» Given problem:
Copy every one of the entries below line for line, changing no character.

— Start Excerpted records —

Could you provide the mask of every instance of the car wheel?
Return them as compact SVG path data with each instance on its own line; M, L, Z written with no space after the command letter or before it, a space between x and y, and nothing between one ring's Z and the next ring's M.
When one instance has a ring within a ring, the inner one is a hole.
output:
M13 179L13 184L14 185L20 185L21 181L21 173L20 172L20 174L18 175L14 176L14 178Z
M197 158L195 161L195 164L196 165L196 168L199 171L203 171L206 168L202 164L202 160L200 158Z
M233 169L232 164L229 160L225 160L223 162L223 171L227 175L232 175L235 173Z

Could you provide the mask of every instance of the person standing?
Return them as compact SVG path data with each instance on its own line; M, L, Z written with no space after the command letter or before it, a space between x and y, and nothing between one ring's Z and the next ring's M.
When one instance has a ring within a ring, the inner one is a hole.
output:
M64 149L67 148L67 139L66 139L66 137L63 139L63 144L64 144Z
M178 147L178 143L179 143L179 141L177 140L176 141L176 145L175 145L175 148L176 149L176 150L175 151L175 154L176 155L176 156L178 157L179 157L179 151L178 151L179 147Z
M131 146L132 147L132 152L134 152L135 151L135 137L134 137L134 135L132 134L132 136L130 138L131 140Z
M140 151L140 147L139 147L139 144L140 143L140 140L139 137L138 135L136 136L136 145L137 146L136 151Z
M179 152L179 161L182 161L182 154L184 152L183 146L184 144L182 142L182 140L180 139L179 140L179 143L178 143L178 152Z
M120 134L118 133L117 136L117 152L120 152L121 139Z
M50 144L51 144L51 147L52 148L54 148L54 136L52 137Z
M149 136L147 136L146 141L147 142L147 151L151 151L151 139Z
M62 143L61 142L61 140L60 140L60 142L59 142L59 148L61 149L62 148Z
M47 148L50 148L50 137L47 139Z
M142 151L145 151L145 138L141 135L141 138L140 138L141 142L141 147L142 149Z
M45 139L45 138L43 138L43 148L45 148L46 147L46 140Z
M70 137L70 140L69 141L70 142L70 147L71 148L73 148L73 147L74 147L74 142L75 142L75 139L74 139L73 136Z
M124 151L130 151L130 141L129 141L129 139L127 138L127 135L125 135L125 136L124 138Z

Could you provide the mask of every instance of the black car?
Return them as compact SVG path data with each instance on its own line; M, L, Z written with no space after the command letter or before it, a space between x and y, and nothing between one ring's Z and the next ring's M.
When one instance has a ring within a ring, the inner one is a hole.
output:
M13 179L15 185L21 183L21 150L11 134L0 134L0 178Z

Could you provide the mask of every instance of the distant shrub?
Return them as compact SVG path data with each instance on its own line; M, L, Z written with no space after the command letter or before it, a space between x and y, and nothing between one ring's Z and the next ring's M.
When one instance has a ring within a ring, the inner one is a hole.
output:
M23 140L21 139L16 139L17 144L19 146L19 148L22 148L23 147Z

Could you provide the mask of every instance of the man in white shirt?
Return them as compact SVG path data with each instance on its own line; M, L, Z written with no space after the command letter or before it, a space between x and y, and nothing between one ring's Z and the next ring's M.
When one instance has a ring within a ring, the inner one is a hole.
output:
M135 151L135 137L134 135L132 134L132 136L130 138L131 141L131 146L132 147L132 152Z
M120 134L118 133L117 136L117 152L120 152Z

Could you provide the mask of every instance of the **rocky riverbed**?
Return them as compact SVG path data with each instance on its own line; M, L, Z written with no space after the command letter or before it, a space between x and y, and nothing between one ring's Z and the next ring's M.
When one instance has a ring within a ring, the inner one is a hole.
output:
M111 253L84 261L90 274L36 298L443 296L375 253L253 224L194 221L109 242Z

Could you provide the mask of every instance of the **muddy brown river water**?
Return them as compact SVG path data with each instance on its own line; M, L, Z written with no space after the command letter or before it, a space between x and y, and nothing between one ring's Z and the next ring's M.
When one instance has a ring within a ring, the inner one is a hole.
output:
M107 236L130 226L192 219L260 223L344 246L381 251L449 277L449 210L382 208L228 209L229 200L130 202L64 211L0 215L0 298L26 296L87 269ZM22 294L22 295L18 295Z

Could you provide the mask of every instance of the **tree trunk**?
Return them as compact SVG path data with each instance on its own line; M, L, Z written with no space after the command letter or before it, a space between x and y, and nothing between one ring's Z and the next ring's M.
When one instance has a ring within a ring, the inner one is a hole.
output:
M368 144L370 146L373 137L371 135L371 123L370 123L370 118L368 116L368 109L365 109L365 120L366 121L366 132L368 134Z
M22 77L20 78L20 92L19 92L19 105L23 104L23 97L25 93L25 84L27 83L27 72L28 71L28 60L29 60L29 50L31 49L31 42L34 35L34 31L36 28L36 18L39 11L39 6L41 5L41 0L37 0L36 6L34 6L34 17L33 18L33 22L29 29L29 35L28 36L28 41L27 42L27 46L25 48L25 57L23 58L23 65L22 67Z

— End Excerpted records —

» Solution to the exercise:
Could you provide the mask of every instance of the car wheel?
Return them as compact SVG path data with each instance on its own line; M, L, Z written with no space after the command letter or before it, a space between x and y, and nothing between one ring's Z and the next ring's M.
When one instance has a ring within a ring, the inner one is a hole.
output:
M13 179L13 184L14 185L20 185L21 181L21 173L20 172L20 174L18 175L14 176L14 178Z
M197 158L195 161L195 164L196 165L196 168L199 171L203 171L206 168L202 164L202 160L200 158Z
M233 169L232 164L229 160L225 160L223 162L223 171L227 175L232 175L235 173Z

Could you provide the mask of every instance of the person standing?
Return them as compact SVG path data with each instance on its own line; M, L, Z written with no space after the command letter or before it, a space between x and y, and nothing between one ring's Z and the next ring's M.
When one instance has a ring within a ring, the inner one is a hole.
output:
M64 149L67 148L67 139L66 139L66 137L63 139L63 144L64 144Z
M178 147L178 143L179 143L179 141L177 140L176 141L176 145L175 145L175 148L176 149L176 150L175 151L175 154L176 155L176 156L178 157L179 157L179 151L178 151L179 147Z
M131 146L132 147L132 152L134 152L135 151L135 137L134 137L134 135L132 134L132 136L130 138L131 140Z
M140 151L140 147L139 147L139 144L140 143L140 140L139 137L138 135L136 136L136 145L137 146L136 151Z
M179 152L179 161L182 161L182 154L184 152L183 146L184 144L182 142L182 140L180 139L179 140L179 143L178 143L178 152Z
M120 134L118 133L117 136L117 152L120 152L121 139Z
M50 144L51 144L51 147L52 148L54 148L54 136L52 137Z
M149 136L147 136L146 141L147 142L147 151L151 151L151 139Z
M62 143L61 142L61 140L60 140L60 142L59 142L59 148L61 149L62 148Z
M47 148L50 148L50 137L47 139Z
M142 151L145 151L145 138L141 135L141 138L140 138L141 142L141 147L142 149Z
M45 139L45 138L43 138L43 148L45 148L46 147L46 140Z
M70 137L70 140L69 141L70 142L70 147L71 148L73 148L73 147L74 147L74 142L75 142L75 139L74 139L73 136Z
M124 151L130 151L130 141L129 141L129 139L127 138L127 135L125 135L125 136L124 138Z

Could you provide the mask of every instance of the black car?
Return them as compact SVG path data with each instance on its own line; M, L, Z written with no space after the command letter or before it, a space between x and y, and nothing between one ring's Z and the next ring's M.
When one instance has a ring within a ring, the inner one is a hole.
output:
M13 179L15 185L21 183L21 150L11 134L0 134L0 178Z

Could you provide the mask of every instance of the distant shrub?
Return them as compact SVG path data with each instance on its own line; M, L, Z written with no space after the command letter or before it, a space between x and y, and nothing between one ring's Z and the next ring's M.
When one instance has a ring within a ring, the inner one is a hole.
output:
M23 140L21 139L16 139L17 144L19 146L19 148L22 148L23 147Z

Could you provide the mask of every instance of the man in white shirt?
Return them as compact SVG path data with each instance on its own line; M, L, Z written with no space after the command letter or before it, a space between x and y, and nothing between one ring's Z and the next ring's M.
When one instance has a ring within a ring, the inner one is a hole.
output:
M135 151L135 137L134 135L132 134L132 136L130 138L131 141L131 146L132 147L132 152Z
M120 134L118 133L117 136L117 152L120 152Z

Could you provide the mask of every instance of the **rocky riverbed**?
Return them as compact SVG path data with each instance on its own line; M, L, Z written with no space after the command letter or before it, a space between x and y, and nothing between one ring's Z and the next ring's M.
When one instance has a ring within a ring, the inner one is a hole.
output:
M111 253L84 261L90 274L36 298L443 296L375 253L253 224L194 221L109 242Z

Could you provide the mask of every instance of the **muddy brown river water**?
Return them as compact SVG path data with each instance on its own line; M, L, Z written with no space after the command letter or before it, a space between x and y, and nothing between one ring's Z and the next ring's M.
When one instance has a ring within a ring, the inner one is a hole.
output:
M107 236L130 226L192 219L260 223L344 246L381 251L449 277L449 210L382 208L228 209L229 200L130 202L64 211L0 215L0 298L26 296L87 269ZM22 294L22 295L18 295Z

Could you provide the mask of every instance of the **tree trunk**?
Return them as compact SVG path data with each instance on its own line; M, L, Z written with no space after the command letter or before it, a space between x and y, and nothing between one ring's Z and the next ring's M.
When one instance has a ring within a ring, the inner one is a hole.
output:
M368 144L370 146L373 137L371 135L371 123L370 123L370 118L368 116L368 109L365 109L365 120L366 121L366 132L368 134Z
M22 77L20 78L20 92L19 92L19 105L23 104L23 97L25 93L25 84L27 83L27 72L28 71L28 60L29 60L29 50L31 49L31 42L34 35L34 31L36 28L36 18L39 11L39 6L41 5L41 0L37 0L36 6L34 6L34 17L33 18L33 22L29 29L29 35L28 36L28 41L27 42L27 46L25 48L25 57L23 58L23 65L22 67Z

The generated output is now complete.